INSTRUCTIONS FOR THE TASK:
Output exactly the lines from the line with "label the bridge reflection" through the end of the records below. Include nothing else.

RECORDS PROVIDED:
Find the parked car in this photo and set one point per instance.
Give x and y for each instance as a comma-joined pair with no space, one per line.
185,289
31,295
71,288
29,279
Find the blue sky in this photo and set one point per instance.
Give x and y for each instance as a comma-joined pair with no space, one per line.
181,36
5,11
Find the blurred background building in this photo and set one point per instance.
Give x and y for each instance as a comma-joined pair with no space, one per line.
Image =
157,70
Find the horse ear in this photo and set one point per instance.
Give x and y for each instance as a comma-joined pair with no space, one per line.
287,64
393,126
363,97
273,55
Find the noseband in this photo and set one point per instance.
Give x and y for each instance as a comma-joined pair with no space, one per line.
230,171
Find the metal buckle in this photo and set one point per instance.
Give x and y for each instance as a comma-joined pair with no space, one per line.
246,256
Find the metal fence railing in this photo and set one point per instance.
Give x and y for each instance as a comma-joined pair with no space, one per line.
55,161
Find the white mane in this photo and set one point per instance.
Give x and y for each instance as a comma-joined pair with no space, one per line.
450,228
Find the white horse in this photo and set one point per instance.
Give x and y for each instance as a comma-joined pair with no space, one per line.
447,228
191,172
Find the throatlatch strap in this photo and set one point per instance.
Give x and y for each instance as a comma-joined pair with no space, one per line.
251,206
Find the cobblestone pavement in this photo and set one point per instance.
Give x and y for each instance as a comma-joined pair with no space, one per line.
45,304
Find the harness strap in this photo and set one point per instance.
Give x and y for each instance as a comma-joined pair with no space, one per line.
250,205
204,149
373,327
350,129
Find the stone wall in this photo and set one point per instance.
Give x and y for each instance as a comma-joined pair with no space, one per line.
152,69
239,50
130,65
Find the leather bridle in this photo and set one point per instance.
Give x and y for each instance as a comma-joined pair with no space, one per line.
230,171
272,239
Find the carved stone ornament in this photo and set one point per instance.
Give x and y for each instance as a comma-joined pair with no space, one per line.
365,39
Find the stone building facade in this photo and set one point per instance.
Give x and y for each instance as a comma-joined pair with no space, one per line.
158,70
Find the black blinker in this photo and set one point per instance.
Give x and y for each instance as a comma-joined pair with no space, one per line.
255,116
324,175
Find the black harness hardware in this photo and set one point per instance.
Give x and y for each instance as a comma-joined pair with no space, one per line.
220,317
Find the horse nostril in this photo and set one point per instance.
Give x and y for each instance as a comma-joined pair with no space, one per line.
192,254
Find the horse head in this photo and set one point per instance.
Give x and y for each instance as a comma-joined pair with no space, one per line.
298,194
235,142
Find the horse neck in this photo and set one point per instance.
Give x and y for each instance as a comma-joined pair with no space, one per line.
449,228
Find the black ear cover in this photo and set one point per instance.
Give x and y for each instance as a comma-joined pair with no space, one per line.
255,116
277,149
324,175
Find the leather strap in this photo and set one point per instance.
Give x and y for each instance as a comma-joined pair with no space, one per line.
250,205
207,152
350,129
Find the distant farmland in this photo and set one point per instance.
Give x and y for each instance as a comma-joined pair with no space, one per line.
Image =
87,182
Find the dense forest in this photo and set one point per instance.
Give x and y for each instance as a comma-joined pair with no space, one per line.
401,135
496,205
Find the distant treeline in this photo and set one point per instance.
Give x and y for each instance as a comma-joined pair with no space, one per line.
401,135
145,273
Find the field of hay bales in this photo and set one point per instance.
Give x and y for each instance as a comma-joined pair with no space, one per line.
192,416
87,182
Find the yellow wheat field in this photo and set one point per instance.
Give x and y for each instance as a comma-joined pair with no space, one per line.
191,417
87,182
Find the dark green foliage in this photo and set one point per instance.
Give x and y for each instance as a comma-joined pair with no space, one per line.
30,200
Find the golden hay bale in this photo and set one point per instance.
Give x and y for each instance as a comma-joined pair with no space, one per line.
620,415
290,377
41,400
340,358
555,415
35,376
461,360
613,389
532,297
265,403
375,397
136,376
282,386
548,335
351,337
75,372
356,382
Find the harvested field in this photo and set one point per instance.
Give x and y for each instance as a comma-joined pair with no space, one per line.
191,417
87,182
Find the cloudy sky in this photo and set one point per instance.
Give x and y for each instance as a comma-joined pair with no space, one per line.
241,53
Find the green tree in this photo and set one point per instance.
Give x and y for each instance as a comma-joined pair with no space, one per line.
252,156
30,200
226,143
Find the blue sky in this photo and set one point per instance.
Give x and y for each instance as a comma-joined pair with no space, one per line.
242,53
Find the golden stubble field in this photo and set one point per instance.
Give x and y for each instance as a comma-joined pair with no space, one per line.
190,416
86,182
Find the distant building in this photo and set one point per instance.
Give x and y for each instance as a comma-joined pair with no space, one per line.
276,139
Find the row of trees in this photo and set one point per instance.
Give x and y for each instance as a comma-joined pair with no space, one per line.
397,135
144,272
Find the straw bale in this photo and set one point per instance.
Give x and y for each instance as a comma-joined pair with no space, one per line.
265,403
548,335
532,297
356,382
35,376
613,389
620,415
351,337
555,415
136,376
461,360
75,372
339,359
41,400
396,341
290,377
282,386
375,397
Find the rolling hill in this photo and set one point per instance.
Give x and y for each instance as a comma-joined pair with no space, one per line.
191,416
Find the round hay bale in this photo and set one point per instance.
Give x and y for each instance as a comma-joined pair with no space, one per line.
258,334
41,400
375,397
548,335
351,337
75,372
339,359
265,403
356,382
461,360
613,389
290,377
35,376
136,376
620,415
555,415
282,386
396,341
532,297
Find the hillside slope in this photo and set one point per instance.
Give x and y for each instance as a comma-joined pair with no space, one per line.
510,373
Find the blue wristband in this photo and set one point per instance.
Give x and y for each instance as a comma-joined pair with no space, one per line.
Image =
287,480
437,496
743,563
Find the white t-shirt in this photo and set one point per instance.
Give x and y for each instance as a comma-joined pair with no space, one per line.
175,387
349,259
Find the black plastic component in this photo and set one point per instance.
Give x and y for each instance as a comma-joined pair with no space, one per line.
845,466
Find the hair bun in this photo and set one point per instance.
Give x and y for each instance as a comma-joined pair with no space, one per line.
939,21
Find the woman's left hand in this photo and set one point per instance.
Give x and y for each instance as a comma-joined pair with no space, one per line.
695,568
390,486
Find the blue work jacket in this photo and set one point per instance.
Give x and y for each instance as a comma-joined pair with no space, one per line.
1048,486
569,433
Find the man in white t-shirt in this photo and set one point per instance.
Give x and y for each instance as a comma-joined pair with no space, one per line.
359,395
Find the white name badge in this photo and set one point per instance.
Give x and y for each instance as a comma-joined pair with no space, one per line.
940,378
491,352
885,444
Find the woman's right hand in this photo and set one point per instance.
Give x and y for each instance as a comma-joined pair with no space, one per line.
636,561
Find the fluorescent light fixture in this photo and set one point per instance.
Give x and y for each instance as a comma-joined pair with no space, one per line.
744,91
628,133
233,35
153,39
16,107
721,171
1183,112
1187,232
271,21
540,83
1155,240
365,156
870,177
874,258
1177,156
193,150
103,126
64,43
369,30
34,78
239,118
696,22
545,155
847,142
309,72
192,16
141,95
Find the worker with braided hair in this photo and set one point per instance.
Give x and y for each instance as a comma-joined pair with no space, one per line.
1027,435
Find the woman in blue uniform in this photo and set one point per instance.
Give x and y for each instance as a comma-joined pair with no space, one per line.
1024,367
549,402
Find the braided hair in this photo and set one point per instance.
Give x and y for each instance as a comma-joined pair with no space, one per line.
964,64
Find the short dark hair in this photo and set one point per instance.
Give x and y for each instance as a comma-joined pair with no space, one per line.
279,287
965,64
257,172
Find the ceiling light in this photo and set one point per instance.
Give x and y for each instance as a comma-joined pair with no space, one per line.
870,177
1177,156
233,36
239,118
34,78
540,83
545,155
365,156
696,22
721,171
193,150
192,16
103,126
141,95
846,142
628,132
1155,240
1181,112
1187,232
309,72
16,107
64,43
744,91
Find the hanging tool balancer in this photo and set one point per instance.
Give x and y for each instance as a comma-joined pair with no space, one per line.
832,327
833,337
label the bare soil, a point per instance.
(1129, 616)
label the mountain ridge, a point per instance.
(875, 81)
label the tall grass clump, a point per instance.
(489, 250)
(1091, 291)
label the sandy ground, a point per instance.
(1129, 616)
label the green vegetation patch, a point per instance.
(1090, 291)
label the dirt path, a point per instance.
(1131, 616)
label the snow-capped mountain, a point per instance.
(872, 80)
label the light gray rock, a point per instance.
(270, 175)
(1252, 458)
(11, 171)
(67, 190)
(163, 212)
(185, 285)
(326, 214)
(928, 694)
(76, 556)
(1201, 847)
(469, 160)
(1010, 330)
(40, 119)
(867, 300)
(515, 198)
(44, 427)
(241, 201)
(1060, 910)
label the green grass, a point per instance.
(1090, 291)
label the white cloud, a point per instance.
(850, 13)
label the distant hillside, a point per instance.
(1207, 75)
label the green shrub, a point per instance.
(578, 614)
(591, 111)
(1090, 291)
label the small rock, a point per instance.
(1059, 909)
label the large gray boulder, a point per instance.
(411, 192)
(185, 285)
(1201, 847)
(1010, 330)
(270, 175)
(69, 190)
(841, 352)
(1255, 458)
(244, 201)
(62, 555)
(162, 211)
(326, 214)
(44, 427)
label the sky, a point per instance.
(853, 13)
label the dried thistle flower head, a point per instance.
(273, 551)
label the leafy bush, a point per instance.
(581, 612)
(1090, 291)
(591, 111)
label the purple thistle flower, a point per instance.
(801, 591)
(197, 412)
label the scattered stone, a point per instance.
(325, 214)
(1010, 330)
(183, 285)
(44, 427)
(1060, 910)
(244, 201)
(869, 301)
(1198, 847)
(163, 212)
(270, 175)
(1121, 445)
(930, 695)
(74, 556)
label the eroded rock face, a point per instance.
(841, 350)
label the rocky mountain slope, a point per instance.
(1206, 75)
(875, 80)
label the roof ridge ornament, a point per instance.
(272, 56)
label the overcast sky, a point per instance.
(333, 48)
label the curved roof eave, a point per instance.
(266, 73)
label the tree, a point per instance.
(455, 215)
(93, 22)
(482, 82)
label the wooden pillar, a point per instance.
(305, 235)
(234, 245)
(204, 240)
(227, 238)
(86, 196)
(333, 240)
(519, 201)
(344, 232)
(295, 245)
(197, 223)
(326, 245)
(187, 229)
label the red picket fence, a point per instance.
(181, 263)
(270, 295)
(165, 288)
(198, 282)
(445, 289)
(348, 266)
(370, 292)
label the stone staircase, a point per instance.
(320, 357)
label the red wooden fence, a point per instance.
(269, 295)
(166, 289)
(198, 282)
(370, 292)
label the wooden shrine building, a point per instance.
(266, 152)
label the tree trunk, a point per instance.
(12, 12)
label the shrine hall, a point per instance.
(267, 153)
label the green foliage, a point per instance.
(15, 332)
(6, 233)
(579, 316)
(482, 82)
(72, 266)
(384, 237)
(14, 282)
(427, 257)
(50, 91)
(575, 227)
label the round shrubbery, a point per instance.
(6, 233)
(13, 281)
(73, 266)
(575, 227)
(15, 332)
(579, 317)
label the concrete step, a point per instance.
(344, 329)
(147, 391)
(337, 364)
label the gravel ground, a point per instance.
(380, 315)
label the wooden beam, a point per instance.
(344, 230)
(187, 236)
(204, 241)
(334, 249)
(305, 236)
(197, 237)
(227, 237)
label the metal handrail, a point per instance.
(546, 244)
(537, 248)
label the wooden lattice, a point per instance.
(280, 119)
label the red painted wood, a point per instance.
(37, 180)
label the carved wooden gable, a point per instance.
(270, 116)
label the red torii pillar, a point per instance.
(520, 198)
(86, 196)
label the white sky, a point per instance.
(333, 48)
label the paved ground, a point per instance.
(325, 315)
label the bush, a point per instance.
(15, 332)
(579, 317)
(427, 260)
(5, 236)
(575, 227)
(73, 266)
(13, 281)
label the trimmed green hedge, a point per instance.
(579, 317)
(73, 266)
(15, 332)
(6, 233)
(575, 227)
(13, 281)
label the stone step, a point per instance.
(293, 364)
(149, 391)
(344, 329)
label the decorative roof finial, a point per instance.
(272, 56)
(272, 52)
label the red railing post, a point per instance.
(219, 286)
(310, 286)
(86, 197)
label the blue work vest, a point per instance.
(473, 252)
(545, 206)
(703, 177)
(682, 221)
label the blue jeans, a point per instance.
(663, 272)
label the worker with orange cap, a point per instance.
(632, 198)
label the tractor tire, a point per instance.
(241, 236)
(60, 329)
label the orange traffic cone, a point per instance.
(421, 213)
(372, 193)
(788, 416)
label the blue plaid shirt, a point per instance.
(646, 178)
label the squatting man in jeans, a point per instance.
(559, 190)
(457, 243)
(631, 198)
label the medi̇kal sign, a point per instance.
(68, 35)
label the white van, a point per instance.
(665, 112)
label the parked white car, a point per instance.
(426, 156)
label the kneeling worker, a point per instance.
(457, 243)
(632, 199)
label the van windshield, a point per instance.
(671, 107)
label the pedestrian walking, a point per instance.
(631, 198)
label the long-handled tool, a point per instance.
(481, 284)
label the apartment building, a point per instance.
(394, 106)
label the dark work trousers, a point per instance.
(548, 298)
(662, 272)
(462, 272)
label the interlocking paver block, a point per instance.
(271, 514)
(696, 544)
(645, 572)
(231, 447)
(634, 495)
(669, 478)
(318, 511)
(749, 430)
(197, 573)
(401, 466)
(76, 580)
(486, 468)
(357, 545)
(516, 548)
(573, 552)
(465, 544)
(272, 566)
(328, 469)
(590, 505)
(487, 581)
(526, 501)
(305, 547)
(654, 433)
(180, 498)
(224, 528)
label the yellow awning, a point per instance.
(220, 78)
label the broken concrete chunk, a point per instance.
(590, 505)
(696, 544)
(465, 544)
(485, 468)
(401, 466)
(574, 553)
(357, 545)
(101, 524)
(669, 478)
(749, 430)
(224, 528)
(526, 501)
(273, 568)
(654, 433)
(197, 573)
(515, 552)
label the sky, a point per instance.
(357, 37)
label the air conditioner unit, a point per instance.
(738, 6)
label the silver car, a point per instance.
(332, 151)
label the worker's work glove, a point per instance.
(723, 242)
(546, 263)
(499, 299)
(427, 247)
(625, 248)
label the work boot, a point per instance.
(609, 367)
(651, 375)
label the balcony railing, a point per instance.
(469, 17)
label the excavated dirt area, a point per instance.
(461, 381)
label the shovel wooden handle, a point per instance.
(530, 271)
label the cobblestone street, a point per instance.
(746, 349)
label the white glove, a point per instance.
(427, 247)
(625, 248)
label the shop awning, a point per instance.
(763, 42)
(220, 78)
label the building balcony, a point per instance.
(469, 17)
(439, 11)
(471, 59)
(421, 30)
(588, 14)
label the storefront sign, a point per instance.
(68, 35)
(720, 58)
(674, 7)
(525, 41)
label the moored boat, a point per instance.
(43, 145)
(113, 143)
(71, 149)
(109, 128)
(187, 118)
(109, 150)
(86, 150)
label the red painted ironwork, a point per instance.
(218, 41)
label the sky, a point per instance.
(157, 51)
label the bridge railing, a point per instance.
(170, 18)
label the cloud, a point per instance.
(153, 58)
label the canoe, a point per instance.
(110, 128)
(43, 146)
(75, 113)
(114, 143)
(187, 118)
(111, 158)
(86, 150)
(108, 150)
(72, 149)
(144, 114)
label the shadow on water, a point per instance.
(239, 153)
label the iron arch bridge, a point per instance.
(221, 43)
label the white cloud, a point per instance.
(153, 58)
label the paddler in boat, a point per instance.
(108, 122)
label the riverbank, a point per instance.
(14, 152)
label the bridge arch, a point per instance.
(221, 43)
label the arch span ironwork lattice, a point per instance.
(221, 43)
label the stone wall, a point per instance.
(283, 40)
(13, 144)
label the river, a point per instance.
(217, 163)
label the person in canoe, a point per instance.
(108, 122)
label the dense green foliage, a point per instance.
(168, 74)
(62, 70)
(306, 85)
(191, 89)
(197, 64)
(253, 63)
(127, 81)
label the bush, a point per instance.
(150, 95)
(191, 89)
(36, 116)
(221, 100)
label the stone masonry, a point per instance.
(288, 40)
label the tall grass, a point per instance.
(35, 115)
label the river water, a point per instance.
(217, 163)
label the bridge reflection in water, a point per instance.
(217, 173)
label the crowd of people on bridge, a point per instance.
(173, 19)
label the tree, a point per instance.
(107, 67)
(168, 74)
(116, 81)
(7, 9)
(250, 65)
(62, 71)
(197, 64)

COMPLETED TASK:
label the bridge reflection in water, a point per instance.
(217, 173)
label the crowd of people on bridge, a point per instance.
(173, 19)
label the tree, a point per instance.
(107, 67)
(168, 74)
(116, 81)
(7, 9)
(250, 65)
(62, 71)
(197, 64)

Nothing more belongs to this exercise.